*Extract to read*:
- - - - -

# The Blue Eye Myth



## Poco1220 (Apr 6, 2010)

I have two blue eyed horses. My stallion does fine in all ways but he does have black "eyeliner" around his eyes. My mare does not have this eyeliner and therefore needs a fly mask on during the day and cannot be ridden on extremely sunny days. My best friends horse also doesn't have the eye liner and has had vet treatments for the beginnings of cancer in her eyes .
_Posted via Mobile Device_


----------



## gigem88 (May 10, 2011)

I love blue eyes, we always called them "glass" eyes growing up! My paint had a blue eye and he never had any problems. And, we get a lot of sun down here. You could always put a fly mask on if you're concerned about it.


----------



## slowlopin (May 23, 2011)

ya! i mean do they stuggle with more blindness issues? or like eye diseases? Its hard to tell cause some peoples don't but some people say they do? hard to tell with rumors and people these days! I also do ALOT of out door shows and was wondering if in the sun all day he'd be good ? I mean i know every horse is different but its worth asking!


----------



## Poco1220 (Apr 6, 2010)

This is what I'm saying about the "eye liner":

My stallion who has a natural eyeliner









My mare who does not have "eye liner"

- - - - -

*Raw data*:
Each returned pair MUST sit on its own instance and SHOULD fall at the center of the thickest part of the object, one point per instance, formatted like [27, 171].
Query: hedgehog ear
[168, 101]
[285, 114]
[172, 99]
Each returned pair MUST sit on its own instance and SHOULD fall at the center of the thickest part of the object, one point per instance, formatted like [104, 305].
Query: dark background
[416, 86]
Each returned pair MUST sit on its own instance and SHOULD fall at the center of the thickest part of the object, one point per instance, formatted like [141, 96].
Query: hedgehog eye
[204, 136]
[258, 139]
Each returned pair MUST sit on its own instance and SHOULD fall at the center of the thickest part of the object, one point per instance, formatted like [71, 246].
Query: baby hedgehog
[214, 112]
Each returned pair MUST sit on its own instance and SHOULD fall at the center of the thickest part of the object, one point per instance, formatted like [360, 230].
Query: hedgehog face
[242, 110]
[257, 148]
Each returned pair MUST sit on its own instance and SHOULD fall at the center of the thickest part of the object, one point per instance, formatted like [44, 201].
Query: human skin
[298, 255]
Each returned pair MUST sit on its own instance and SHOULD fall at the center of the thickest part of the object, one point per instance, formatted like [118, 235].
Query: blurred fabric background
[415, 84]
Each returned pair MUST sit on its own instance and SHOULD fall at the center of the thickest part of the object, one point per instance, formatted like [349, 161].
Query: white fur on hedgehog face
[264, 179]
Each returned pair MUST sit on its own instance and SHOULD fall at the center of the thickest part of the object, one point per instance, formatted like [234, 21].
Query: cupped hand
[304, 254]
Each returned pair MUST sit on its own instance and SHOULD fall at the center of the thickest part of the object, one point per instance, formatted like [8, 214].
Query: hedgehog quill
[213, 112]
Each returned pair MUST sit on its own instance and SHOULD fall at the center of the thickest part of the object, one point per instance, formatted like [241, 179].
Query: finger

- - - - -

*To do*:
Update the blue eye thread from "## gigem88 (May" to "(May 23, 2011)" by swapping "glass" for "marble".

*Task solution*:
## gigem88 (May 10, 2011)

I love blue eyes, we always called them "marble" eyes growing up! My paint had a blue eye and he never had any problems. And, we get a lot of sun down here. You could always put a fly mask on if you're concerned about it.


----------



## slowlopin (May 23, 2011)